→ The problem:
For each record below, give an exact transcription.

Data for this exercise Start Marker

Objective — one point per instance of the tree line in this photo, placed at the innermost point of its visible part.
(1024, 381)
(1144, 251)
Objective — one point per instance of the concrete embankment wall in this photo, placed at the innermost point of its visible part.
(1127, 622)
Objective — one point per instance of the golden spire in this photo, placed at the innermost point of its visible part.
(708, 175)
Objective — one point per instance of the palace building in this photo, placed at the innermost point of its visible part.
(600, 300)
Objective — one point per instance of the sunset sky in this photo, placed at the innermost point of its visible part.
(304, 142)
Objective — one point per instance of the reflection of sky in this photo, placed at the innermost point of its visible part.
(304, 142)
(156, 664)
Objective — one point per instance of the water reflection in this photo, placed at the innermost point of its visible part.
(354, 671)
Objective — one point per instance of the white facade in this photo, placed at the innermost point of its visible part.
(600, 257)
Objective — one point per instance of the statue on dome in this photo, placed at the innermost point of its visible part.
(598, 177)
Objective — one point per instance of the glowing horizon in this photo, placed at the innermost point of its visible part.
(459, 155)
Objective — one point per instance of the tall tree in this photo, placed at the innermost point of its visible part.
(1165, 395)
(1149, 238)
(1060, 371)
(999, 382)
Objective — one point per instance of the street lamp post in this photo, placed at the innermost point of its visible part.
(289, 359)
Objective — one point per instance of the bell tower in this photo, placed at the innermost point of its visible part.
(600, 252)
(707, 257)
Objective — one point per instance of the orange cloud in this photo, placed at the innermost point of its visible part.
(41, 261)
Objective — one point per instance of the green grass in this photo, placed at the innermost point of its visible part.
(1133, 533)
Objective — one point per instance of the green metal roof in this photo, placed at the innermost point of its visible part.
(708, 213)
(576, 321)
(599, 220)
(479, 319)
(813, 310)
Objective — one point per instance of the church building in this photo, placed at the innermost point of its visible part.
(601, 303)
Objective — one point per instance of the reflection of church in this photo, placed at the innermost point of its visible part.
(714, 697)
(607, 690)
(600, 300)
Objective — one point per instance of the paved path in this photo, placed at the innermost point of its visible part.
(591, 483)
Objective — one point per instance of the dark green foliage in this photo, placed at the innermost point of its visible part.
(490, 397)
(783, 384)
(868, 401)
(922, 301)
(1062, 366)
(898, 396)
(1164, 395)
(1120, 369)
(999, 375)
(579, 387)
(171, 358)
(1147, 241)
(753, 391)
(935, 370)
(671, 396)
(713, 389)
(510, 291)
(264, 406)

Data for this exercise End Marker

→ Answer to the problem:
Objective — one point per instance of the tree line in this photo, placed at the innermost point of its visible part.
(1024, 381)
(1144, 251)
Objective — one point per instance of the concrete embankment wall in this photo, placed at the innermost point of its visible part.
(1127, 622)
Objective — one point per instance of the golden spire in this photo, placed at the innermost point of its visible part.
(708, 175)
Objective — one point per instance of the palace building in this photo, placed at the innermost point of its visible part.
(600, 300)
Objective — one point per instance of the sunset sky in this photo, placed at the innermost point of its visible part.
(304, 142)
Objective — one point per instance of the reflection of sky in this photo, placed at the innermost point of its visible part.
(304, 142)
(156, 664)
Objective — one point per instance of the water reflection in this photo, placed at the innermost point of its visible part.
(354, 671)
Objective — one point per instance of the white facade in this photo, placed at the innermost point of its visible part.
(600, 257)
Objective — one point per instance of the statue on dome in this photo, placed at the innermost point of its visible part.
(598, 177)
Objective — one point per instance of the glowing horizon in this photo, placed at the innermost point of its visible part.
(459, 155)
Objective — one point per instance of the tall tree in this photo, placed at the innermost point of its visible part.
(1165, 395)
(1149, 238)
(1060, 371)
(999, 382)
Objective — one point per instance of the street lamp post in this photo, placed at the innermost point of its visible part.
(289, 359)
Objective — one point per instance of the bell tower in this photo, placed at the innermost point of its visible part.
(600, 252)
(707, 257)
Objective — one point per instance of the orange cloud in this photo, placed at the innermost point of its visible part.
(41, 261)
Objective — one point per instance of the green grass in this photo, placed at the innermost point of its visible part.
(1133, 533)
Objective — one point per instance of the green metal roof in this photo, placed at the innermost point of its visible part.
(708, 213)
(576, 321)
(599, 220)
(479, 319)
(813, 310)
Objective — one point per instance of the church building in this photo, placed at the innermost point of its visible part.
(601, 303)
Objective — one point per instance of the reflection of church in this photo, placed at the innermost point of its visible part.
(714, 697)
(607, 690)
(600, 300)
Objective — one point per instance of the paved path in this photo, placed at the innermost point of its visible part.
(591, 483)
Objective — one point per instance of the dark green foliage in this photo, placed at the innermost point of its visible part.
(490, 397)
(783, 384)
(868, 401)
(922, 301)
(1062, 366)
(898, 396)
(1164, 395)
(1120, 369)
(999, 375)
(579, 387)
(171, 358)
(1147, 241)
(753, 391)
(935, 370)
(671, 396)
(713, 389)
(510, 291)
(264, 406)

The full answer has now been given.